Show all lines of the listing that hold the word "shirt".

Segment Open

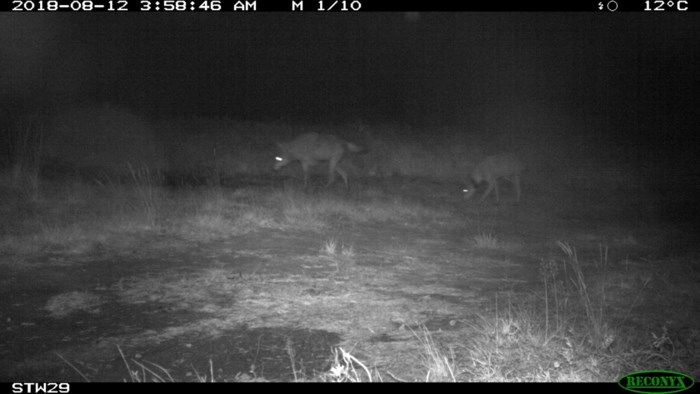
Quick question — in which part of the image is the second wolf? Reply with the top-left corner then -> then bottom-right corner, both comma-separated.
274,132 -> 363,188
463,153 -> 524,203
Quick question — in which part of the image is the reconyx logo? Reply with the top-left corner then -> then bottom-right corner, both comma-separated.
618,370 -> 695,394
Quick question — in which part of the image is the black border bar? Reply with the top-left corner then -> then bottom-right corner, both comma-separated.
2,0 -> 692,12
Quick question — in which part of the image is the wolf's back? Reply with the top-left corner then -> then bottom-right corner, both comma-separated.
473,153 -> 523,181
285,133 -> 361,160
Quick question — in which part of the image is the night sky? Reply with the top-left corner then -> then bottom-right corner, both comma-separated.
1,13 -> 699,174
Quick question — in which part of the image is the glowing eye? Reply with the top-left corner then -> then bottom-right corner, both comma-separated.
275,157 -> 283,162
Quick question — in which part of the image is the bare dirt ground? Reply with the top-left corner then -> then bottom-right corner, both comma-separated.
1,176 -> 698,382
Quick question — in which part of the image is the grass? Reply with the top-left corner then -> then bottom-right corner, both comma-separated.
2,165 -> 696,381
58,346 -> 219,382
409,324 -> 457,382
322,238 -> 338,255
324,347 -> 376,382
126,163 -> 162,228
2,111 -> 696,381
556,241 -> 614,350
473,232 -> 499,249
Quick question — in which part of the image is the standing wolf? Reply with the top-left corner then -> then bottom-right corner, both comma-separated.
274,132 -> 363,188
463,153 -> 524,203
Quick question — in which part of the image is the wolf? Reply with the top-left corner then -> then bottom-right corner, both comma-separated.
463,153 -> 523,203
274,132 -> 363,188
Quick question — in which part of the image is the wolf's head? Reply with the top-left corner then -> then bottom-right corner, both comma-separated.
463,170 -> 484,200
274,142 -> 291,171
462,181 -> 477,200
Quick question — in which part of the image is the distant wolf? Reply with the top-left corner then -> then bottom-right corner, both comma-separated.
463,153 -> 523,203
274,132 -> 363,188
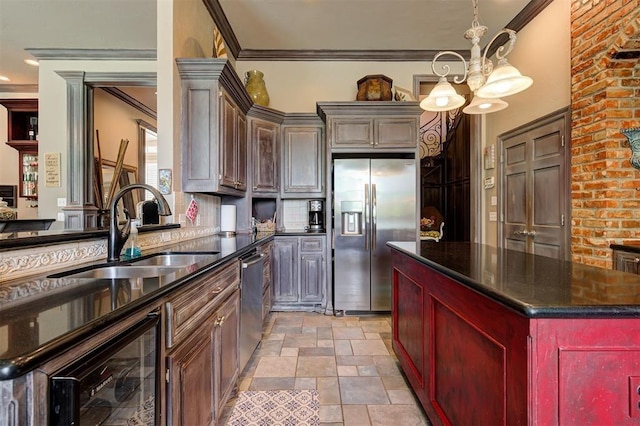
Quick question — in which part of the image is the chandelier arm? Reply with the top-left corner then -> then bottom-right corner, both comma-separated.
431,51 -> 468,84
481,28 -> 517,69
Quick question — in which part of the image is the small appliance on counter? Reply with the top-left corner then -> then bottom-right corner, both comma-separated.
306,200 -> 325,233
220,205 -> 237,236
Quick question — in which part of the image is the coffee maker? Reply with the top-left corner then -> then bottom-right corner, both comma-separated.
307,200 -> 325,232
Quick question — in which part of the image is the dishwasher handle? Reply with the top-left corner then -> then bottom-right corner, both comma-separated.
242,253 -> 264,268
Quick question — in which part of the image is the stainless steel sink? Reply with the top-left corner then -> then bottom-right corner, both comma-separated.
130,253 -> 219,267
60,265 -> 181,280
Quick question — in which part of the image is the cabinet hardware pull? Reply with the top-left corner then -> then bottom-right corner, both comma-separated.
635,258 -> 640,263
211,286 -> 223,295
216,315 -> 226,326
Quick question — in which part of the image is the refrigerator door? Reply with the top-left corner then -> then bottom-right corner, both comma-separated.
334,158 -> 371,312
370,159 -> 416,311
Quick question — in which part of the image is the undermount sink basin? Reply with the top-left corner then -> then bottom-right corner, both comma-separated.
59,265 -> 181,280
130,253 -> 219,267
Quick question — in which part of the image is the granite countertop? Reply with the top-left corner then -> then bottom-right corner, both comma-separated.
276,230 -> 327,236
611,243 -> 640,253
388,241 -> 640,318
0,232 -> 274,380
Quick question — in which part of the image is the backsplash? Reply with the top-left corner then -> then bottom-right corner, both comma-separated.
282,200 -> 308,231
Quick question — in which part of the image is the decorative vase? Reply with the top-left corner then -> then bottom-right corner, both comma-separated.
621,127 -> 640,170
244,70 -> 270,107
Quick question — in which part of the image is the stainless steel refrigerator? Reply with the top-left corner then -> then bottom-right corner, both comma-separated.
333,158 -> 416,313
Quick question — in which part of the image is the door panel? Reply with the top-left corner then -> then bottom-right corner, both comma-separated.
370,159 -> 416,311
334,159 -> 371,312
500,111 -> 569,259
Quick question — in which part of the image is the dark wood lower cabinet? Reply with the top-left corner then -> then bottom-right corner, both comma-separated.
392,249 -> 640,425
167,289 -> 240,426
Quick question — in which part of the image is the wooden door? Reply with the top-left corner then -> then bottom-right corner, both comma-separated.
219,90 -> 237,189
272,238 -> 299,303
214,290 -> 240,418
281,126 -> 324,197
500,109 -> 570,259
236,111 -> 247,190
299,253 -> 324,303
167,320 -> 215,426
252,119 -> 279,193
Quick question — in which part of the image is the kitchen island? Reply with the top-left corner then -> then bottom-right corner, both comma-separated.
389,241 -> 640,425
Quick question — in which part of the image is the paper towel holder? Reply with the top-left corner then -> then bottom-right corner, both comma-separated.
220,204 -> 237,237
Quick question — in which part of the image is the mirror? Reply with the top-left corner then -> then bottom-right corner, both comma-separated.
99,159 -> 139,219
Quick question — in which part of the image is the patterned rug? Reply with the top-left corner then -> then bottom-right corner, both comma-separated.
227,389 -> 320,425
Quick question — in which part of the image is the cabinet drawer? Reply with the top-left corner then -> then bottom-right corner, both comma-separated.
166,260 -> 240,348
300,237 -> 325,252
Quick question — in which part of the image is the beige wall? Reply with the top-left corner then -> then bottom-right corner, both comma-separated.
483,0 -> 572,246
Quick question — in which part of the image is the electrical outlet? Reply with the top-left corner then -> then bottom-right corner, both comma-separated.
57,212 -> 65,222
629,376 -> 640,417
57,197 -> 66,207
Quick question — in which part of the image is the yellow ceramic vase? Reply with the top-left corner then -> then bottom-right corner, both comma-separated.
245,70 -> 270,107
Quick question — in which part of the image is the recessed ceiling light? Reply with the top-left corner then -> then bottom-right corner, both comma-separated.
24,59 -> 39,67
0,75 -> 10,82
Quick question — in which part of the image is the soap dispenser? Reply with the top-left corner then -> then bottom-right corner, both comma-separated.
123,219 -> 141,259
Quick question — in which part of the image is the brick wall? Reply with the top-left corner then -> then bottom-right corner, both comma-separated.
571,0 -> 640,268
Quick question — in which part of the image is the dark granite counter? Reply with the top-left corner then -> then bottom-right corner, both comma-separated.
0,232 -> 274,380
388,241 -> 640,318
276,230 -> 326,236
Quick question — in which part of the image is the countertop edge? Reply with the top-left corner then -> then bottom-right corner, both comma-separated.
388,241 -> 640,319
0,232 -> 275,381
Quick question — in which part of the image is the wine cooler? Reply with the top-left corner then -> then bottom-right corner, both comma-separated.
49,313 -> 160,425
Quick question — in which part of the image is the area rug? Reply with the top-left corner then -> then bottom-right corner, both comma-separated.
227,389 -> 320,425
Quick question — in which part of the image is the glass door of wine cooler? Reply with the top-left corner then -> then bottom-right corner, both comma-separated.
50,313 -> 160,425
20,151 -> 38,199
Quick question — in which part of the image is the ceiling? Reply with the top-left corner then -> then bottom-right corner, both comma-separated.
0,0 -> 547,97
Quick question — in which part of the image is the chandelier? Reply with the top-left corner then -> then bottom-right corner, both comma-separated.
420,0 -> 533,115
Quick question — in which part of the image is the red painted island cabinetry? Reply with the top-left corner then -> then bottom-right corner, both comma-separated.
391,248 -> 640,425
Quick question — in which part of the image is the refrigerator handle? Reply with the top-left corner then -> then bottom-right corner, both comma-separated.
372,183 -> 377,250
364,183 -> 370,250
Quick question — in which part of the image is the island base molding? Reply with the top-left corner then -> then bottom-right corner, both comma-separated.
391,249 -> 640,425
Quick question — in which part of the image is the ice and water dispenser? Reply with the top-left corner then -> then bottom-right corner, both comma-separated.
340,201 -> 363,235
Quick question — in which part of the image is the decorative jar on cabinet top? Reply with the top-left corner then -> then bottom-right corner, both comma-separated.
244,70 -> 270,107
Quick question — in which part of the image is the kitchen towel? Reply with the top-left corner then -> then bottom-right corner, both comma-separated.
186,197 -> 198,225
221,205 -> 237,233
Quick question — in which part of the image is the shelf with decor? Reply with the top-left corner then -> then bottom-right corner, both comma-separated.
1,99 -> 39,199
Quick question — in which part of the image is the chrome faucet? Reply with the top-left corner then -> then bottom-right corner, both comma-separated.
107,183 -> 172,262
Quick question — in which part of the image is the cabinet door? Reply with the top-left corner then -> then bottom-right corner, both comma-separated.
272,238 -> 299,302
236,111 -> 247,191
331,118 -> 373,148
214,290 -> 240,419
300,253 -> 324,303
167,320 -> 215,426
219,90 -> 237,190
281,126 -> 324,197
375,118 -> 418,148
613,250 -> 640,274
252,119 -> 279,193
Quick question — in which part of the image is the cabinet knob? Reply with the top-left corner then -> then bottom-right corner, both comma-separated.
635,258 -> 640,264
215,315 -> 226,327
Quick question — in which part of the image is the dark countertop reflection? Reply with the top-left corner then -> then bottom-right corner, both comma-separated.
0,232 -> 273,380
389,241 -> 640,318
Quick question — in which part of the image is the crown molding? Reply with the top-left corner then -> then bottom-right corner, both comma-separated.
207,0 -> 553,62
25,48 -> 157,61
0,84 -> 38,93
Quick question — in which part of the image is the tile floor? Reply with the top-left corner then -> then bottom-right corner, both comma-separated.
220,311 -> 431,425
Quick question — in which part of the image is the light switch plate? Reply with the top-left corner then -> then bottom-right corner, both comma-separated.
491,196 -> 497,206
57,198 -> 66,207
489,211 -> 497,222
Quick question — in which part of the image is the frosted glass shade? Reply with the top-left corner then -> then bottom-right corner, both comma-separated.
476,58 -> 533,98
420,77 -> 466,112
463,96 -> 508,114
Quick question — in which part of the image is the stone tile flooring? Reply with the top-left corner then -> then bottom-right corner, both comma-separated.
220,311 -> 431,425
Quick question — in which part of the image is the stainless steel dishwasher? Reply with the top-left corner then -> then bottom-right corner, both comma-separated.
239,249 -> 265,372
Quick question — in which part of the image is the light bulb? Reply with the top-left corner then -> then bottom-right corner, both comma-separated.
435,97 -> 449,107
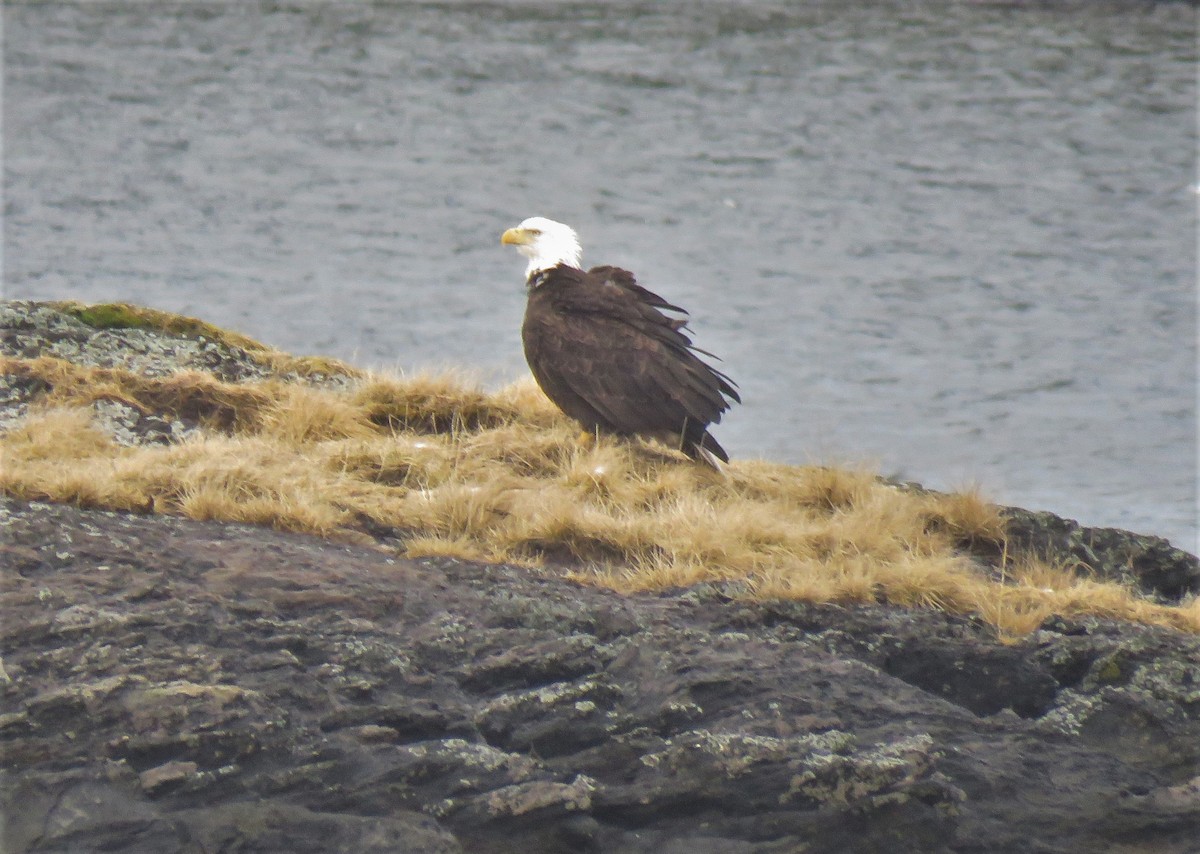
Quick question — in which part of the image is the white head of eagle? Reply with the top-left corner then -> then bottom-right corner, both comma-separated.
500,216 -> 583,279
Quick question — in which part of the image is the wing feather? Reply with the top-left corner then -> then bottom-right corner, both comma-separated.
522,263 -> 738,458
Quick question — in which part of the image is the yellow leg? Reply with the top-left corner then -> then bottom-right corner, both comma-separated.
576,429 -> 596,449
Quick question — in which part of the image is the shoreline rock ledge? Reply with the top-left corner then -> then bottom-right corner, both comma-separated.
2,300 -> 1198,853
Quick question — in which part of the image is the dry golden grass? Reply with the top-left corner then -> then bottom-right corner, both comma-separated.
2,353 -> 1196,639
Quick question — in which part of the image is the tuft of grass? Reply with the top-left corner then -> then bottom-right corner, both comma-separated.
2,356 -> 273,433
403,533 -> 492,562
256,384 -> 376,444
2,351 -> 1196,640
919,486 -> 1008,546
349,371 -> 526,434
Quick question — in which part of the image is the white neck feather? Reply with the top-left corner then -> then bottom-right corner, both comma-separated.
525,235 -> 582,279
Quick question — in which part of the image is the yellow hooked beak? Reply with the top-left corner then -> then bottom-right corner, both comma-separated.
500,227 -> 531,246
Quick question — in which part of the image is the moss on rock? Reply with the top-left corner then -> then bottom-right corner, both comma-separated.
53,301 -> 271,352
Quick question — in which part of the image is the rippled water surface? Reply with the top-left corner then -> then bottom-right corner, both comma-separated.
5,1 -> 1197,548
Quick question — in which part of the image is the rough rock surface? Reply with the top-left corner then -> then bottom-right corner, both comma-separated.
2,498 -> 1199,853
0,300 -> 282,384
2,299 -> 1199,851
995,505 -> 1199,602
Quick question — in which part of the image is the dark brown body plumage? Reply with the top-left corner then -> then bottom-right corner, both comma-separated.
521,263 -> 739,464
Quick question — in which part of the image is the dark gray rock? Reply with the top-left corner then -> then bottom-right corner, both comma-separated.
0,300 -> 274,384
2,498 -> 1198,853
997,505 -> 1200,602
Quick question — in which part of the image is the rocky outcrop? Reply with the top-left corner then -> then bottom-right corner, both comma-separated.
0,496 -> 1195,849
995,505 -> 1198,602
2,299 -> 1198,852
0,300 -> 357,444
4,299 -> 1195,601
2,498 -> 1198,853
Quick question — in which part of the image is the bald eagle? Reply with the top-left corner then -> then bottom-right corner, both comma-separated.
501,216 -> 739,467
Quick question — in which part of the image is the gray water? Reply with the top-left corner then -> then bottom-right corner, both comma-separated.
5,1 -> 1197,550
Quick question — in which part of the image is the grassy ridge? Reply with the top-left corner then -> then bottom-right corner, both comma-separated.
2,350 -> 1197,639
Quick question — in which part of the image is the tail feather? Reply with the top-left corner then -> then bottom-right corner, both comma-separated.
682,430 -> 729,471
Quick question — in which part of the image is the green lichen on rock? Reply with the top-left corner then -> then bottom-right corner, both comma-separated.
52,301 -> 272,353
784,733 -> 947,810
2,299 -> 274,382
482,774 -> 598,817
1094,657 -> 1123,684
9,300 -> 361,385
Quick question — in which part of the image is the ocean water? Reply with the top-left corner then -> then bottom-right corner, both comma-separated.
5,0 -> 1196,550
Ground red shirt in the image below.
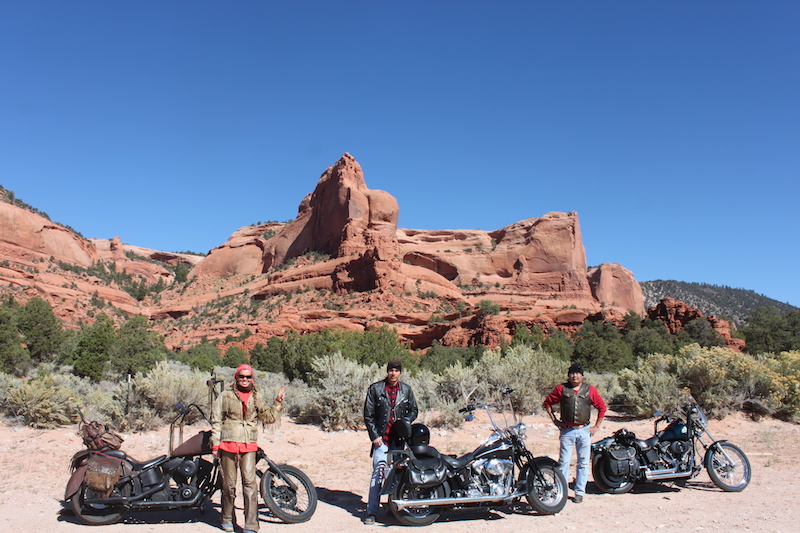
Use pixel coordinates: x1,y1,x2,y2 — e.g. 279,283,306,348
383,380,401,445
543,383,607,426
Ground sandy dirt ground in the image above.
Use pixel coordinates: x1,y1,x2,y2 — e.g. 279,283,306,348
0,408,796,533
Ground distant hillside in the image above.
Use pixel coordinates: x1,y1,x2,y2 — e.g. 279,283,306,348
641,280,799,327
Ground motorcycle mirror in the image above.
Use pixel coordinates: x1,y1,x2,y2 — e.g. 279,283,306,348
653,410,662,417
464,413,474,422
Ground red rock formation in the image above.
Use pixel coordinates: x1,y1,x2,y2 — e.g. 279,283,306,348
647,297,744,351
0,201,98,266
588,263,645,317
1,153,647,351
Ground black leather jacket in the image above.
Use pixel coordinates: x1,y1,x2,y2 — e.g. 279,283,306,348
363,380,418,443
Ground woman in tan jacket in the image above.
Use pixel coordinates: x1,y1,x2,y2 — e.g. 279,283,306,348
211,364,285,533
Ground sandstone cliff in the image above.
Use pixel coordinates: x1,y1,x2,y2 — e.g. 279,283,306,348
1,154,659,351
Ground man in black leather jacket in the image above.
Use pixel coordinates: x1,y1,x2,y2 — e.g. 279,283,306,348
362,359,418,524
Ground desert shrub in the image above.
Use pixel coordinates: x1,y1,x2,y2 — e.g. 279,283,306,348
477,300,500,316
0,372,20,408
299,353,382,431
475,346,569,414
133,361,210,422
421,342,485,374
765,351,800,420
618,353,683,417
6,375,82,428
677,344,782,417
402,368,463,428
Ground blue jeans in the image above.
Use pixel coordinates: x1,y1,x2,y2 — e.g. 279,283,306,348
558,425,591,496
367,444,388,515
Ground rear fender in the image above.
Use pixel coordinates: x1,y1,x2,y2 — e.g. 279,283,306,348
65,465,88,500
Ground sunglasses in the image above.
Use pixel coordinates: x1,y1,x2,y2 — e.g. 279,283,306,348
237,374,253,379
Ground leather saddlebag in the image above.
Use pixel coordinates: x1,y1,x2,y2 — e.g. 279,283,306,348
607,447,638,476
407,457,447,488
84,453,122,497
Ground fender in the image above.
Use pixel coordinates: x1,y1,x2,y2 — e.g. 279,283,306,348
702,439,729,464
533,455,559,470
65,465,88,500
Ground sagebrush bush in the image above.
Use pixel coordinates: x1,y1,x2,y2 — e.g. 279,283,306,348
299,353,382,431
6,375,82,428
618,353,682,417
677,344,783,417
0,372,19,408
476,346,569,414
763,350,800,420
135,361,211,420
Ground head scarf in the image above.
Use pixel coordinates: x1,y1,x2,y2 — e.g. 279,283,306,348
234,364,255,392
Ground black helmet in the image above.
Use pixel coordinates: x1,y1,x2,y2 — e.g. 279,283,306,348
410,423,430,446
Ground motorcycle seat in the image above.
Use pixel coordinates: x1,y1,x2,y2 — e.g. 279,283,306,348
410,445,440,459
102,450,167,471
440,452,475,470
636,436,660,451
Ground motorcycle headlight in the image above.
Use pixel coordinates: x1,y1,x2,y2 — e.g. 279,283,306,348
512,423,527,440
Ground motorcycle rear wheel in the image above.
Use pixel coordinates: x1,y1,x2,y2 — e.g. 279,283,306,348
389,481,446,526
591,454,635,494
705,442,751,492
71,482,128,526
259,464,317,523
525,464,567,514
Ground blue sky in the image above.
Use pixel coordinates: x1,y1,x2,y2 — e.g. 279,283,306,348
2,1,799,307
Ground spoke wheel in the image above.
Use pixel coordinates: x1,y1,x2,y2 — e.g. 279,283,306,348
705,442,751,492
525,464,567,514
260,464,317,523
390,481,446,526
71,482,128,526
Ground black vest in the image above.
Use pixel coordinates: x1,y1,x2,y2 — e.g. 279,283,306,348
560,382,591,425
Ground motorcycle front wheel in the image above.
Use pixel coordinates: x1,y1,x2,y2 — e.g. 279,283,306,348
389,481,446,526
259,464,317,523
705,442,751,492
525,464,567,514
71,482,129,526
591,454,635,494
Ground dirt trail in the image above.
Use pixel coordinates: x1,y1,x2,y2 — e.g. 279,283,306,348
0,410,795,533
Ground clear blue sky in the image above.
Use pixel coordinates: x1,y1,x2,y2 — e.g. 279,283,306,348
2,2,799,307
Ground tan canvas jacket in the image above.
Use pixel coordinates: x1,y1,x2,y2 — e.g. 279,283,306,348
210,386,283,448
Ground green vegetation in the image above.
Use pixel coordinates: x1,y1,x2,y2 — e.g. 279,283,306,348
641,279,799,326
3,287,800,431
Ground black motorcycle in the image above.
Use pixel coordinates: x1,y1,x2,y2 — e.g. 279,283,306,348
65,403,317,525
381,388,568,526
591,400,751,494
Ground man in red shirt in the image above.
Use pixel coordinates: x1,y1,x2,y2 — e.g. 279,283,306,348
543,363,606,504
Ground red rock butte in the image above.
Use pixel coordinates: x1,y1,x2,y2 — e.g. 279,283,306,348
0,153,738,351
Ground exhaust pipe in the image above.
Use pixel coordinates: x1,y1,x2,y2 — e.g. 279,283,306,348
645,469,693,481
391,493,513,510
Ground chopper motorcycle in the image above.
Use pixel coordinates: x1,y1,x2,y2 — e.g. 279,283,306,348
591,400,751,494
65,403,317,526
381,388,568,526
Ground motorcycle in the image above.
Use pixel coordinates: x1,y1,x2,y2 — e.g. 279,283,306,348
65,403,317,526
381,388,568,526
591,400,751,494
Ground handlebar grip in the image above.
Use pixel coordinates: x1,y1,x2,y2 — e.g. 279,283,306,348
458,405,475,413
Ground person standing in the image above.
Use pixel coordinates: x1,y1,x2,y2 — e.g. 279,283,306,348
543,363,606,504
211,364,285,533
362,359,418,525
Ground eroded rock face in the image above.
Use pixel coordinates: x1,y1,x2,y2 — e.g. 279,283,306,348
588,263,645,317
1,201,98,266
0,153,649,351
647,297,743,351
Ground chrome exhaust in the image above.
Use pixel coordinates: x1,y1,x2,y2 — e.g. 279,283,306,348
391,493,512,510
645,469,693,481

Segment Closed

Problem solution
Ground red shirt in the image below.
Ground man in red shirt in the image above.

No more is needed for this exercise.